ZU BEARBEITEN
• a. Nenne alle Phasen, in denen wir der KI laut dem Auszug über KI-Ethik etwas vermitteln.
• b. Schreibe aus dem Auszug über KI-Ethik den Abschnitt ab, der bei den Worten „Algorithmen haben von“ anfängt, und höre nach „technischen Herausforderungen arbeiten.“ auf.

TEXTAUSZUG
• • •

Zunächst einmal sollten alle Entwickler von KI daran arbeiten, dass die von ihren Algorithmen autonom getroffenen Entscheidungen allgemein so nachvollziehbar und transparent wie möglich bleiben – und bei Bedarf in letzter Instanz durch den Menschen korrigiert werden können. Das allein reicht aber nicht aus. Mindestens genauso wichtig ist das Ziel, bei der Entwicklung und dem Einsatz künstlicher Intelligenz moralische Werte einzubringen. Intelligente Systeme, die “wertfrei” aufs Gewinnen getrimmt sind, werden nur dieses Ziel verfolgen.
Algorithmen haben von sich heraus kein Gespür dafür, ob durch ihr Handeln womöglich Menschen benachteiligt oder geschädigt werden. Menschen dagegen wissen, dass eine faire Gesellschaft Regeln braucht, und fällen Entscheidungen deshalb auch auf Basis ethischer Gesichtspunkte. Wer will, dass KI-gesteuerte Strukturen sich nach menschlichen Maßstäben korrekt verhalten, muss sie mit entsprechenden Grundlagen versorgen. Anders gesagt: KI kann nur das widerspiegeln, was wir ihr in der Programmierung, Trainingsphase und im Laufe ihrer Nutzung vermitteln. Daher müssen alle KI-Anbieter weiter an ethischen Aspekten sowie an den diversen technischen Herausforderungen arbeiten.
Vielerorts sind KI-Lösungen bereits im Einsatz. Wurde da vielleicht der zweite Schritt vor dem ersten gemacht?

• • •

VORLIEGENDES MATERIAL

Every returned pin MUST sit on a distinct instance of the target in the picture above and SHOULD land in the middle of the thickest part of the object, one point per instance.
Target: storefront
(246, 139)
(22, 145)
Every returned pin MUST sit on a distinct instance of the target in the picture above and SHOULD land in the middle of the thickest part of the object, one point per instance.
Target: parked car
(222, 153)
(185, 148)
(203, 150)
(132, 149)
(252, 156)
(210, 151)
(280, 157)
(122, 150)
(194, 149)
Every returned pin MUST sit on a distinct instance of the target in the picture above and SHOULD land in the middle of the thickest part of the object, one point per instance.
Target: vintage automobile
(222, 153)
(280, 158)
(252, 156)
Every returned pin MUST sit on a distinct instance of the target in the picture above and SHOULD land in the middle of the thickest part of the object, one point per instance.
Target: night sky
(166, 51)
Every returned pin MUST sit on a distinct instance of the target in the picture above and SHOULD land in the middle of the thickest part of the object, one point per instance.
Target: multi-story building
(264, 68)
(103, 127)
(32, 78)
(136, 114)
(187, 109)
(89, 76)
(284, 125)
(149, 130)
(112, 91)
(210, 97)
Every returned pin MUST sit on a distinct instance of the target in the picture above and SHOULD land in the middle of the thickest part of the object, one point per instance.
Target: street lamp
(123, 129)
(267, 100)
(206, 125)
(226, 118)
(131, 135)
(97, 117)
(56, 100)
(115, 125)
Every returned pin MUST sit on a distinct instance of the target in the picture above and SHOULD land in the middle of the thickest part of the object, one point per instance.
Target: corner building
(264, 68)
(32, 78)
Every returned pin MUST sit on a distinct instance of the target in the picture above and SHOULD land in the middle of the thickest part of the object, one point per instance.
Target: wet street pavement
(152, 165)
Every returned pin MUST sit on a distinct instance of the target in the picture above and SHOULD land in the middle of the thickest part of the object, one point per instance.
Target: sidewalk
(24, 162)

• • •

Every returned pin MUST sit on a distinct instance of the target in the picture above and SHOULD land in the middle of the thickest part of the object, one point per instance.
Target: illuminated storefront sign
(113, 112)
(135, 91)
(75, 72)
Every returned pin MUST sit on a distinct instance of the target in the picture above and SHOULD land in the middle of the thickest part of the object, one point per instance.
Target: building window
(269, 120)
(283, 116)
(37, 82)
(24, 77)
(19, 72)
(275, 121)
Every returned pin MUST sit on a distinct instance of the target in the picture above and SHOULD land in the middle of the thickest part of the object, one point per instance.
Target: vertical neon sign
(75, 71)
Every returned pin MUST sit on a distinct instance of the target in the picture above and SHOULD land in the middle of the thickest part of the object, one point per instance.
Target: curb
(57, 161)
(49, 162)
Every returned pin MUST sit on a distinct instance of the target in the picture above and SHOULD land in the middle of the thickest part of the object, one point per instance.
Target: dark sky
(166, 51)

• • •

LÖSUNGEN
• a. In der Programmierung, in der Trainingsphase und im Laufe ihrer Nutzung.

• b.
Algorithmen haben von sich heraus kein Gespür dafür, ob durch ihr Handeln womöglich Menschen benachteiligt oder geschädigt werden. Menschen dagegen wissen, dass eine faire Gesellschaft Regeln braucht, und fällen Entscheidungen deshalb auch auf Basis ethischer Gesichtspunkte. Wer will, dass KI-gesteuerte Strukturen sich nach menschlichen Maßstäben korrekt verhalten, muss sie mit entsprechenden Grundlagen versorgen. Anders gesagt: KI kann nur das widerspiegeln, was wir ihr in der Programmierung, Trainingsphase und im Laufe ihrer Nutzung vermitteln. Daher müssen alle KI-Anbieter weiter an ethischen Aspekten sowie an den diversen technischen Herausforderungen arbeiten.